**Exercise requirements**
Scan the records beneath this line for the line holding "like (26, 22)." and the line holding "Query: white flower", then transcribe exactly those two and all lines between.

Stored records:
————

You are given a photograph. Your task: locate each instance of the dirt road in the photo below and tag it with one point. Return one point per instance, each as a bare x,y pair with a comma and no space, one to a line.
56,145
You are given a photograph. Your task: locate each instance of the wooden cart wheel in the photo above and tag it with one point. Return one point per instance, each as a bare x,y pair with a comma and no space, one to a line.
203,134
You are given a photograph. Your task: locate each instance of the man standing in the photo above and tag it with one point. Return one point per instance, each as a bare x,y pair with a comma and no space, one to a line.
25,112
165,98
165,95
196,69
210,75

————

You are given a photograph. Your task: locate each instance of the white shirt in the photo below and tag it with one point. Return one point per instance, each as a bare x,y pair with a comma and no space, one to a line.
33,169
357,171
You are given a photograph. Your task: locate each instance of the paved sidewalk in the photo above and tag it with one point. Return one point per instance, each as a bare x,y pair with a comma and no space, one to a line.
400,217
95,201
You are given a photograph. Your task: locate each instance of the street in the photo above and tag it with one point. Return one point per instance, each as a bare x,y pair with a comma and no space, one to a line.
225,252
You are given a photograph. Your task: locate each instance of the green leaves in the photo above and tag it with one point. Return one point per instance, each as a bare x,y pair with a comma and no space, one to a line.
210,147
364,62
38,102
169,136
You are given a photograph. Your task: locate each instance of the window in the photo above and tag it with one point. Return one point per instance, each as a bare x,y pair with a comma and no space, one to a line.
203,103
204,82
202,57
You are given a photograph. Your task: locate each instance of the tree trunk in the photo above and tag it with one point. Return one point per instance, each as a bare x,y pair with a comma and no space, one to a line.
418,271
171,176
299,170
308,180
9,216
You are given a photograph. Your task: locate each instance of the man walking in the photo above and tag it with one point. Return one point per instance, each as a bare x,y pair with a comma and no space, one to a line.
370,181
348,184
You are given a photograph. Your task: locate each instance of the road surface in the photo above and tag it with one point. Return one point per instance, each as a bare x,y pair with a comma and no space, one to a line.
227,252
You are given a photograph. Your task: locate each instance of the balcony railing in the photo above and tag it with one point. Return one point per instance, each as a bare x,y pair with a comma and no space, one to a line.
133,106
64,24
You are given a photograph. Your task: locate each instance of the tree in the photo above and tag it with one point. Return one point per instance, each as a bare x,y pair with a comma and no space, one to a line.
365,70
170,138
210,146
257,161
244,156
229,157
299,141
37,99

————

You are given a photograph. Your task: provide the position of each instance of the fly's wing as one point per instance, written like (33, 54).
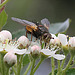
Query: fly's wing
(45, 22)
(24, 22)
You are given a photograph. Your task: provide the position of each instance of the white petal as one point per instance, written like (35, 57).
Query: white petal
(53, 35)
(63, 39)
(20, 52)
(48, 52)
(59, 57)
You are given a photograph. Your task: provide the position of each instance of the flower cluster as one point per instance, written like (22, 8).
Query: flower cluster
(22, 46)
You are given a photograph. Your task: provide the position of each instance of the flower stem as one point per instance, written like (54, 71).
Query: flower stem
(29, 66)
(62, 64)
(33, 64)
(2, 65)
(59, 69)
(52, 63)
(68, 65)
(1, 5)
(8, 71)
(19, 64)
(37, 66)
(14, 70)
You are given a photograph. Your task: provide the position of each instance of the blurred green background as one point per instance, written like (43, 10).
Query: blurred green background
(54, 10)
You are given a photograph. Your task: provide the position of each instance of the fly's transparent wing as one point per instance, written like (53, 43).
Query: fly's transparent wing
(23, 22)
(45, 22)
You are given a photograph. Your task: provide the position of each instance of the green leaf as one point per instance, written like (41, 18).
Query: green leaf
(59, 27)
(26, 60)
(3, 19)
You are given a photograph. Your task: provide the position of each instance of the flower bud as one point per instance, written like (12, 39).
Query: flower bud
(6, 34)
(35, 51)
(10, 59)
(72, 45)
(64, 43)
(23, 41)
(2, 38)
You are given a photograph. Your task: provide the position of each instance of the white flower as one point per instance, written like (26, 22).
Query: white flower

————

**Exercise output**
You are given a photograph. Your task: provide the position of each instance of the white flower as one point per instance, written like (26, 22).
Query: white flower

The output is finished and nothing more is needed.